== What you should do ==
After locating the line with "Where can you see the fog" in the entries below, output it and each following line up to and including the line with "Where can you see the white wall", exactly and without pictures.

== Dataset extract ==

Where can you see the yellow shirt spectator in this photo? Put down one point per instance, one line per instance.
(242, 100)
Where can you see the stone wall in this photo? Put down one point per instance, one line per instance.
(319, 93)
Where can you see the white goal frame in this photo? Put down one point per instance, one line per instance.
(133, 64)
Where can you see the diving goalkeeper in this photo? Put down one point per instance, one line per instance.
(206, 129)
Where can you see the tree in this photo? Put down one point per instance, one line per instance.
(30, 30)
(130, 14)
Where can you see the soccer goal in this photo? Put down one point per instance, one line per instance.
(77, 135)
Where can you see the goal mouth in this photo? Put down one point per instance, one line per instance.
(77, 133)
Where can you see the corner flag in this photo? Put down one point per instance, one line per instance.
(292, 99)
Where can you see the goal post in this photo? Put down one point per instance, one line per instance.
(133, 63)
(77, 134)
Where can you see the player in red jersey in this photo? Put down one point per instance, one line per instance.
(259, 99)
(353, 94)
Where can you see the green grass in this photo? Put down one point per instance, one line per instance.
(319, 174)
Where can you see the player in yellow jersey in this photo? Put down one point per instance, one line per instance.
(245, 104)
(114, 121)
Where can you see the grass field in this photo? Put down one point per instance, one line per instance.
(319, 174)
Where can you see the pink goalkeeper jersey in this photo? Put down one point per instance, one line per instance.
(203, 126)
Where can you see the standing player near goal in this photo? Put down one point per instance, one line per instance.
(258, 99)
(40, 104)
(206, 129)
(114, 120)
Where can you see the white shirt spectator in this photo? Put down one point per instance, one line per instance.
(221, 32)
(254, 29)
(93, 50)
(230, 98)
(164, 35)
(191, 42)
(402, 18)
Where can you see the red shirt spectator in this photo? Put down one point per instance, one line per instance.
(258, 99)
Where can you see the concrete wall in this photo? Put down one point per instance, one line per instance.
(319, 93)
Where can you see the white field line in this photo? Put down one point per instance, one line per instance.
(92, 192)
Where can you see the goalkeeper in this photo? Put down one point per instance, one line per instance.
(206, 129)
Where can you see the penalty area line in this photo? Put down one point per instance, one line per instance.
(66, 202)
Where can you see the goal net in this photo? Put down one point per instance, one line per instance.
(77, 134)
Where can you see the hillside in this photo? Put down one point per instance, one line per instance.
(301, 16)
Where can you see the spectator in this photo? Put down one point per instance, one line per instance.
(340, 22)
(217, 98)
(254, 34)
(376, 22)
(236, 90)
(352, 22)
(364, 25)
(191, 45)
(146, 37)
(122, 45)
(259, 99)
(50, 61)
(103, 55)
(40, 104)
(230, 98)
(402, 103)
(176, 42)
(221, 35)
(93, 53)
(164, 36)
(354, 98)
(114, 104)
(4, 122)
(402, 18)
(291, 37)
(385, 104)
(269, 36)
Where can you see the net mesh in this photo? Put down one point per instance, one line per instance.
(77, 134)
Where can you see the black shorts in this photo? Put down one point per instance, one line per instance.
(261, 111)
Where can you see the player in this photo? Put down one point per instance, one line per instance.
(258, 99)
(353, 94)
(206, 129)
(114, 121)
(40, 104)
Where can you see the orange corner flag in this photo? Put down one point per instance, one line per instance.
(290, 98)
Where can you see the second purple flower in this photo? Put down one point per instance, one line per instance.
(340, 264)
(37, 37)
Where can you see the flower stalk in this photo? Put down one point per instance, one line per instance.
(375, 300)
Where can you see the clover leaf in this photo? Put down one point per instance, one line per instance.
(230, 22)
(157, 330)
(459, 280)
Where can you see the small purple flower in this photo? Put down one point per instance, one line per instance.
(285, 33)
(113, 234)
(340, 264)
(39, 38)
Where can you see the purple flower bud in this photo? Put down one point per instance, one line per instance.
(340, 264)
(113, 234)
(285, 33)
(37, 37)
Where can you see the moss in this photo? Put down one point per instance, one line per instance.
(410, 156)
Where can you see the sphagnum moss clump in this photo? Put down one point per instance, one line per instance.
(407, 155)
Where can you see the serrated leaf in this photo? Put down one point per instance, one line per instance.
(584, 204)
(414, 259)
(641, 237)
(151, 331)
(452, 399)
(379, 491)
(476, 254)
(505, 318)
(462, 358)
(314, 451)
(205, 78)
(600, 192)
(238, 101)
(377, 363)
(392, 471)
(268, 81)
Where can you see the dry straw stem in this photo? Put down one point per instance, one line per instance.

...

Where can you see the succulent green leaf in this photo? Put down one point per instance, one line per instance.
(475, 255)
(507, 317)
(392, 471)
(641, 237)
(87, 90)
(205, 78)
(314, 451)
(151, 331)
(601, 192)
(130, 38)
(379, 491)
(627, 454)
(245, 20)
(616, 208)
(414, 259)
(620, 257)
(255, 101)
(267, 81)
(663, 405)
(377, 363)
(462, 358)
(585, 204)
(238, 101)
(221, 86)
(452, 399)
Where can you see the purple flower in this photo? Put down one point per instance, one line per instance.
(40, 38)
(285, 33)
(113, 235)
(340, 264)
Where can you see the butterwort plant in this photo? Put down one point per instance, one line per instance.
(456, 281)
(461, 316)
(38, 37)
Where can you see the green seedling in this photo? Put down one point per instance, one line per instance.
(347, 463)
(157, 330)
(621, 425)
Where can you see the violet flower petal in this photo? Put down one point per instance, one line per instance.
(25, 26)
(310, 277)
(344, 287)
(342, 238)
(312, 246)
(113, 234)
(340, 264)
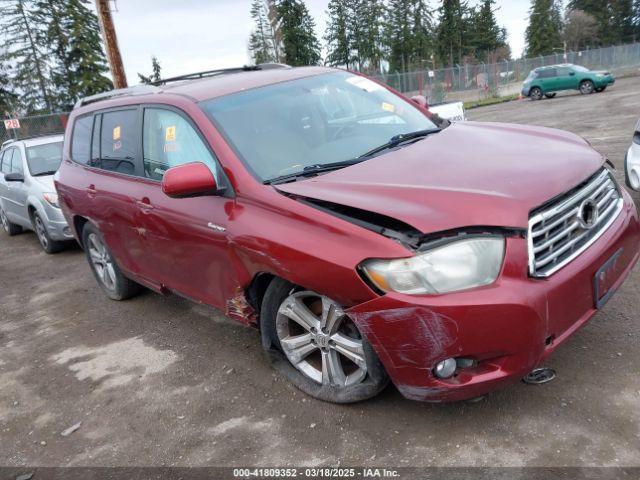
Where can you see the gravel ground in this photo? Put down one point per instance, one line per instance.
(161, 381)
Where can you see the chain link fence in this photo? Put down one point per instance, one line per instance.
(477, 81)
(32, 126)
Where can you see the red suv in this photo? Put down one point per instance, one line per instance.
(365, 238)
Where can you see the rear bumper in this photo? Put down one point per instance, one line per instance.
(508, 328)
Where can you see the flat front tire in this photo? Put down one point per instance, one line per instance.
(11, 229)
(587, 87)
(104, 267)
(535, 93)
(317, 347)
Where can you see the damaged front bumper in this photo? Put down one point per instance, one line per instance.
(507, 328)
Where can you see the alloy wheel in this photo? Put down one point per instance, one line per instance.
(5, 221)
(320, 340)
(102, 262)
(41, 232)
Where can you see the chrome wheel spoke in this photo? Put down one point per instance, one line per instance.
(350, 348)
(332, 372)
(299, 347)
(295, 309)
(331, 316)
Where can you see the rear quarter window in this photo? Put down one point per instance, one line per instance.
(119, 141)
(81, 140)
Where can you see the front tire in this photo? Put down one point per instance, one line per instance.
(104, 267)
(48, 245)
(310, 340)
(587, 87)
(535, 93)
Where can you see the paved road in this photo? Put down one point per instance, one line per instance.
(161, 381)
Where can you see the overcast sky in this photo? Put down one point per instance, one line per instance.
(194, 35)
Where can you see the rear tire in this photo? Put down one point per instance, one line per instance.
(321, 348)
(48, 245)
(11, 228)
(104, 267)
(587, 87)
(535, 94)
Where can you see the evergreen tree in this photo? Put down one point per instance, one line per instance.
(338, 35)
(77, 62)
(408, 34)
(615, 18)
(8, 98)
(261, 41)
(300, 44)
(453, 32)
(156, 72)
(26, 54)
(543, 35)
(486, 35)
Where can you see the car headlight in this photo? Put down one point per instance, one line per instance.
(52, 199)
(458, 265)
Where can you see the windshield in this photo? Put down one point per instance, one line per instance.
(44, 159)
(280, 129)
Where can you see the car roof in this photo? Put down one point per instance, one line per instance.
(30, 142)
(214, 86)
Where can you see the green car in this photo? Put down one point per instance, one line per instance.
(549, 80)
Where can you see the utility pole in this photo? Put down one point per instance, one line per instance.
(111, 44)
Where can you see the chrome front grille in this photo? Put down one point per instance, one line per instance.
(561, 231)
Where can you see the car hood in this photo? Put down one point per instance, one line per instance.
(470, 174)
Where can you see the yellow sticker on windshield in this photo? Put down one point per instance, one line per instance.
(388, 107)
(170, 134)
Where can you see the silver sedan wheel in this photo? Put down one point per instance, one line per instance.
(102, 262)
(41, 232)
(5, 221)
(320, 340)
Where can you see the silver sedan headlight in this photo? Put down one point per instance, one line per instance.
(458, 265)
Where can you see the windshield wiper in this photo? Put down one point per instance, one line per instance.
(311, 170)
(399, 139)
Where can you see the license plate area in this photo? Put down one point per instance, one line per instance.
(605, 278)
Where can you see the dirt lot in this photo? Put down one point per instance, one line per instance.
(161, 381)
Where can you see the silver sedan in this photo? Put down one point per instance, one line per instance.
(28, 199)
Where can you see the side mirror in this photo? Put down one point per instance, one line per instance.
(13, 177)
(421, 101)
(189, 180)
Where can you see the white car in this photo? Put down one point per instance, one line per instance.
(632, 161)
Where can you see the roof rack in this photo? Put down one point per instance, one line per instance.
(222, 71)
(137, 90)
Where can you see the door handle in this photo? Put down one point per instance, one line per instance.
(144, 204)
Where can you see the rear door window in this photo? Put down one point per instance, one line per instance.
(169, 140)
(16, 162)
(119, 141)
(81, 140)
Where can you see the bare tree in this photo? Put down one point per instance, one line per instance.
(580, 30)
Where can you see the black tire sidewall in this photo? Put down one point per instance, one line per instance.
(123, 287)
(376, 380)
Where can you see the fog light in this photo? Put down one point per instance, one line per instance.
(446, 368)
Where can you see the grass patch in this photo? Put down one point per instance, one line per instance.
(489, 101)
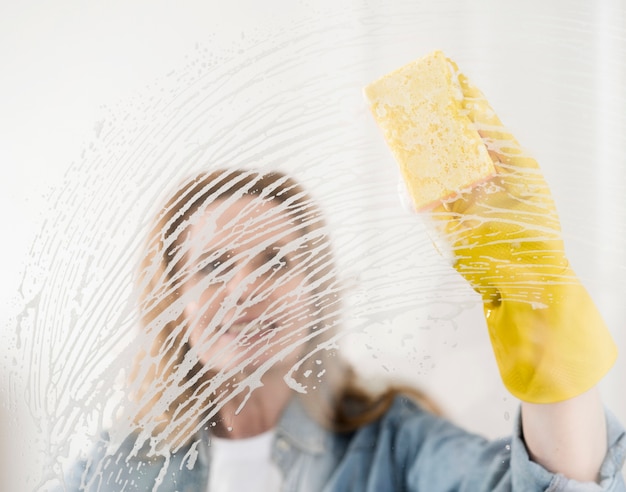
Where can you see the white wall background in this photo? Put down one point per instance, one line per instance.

== Task output ==
Where can you see the fog light in this photo? Put down one point per instance, one line per instance.
(446, 368)
Where can you see the grass patch in this photo? Put down one point per instance, one line per instance.
(489, 101)
Where can you see the white wall background in this photo? Put down one point per instance, one line per instance.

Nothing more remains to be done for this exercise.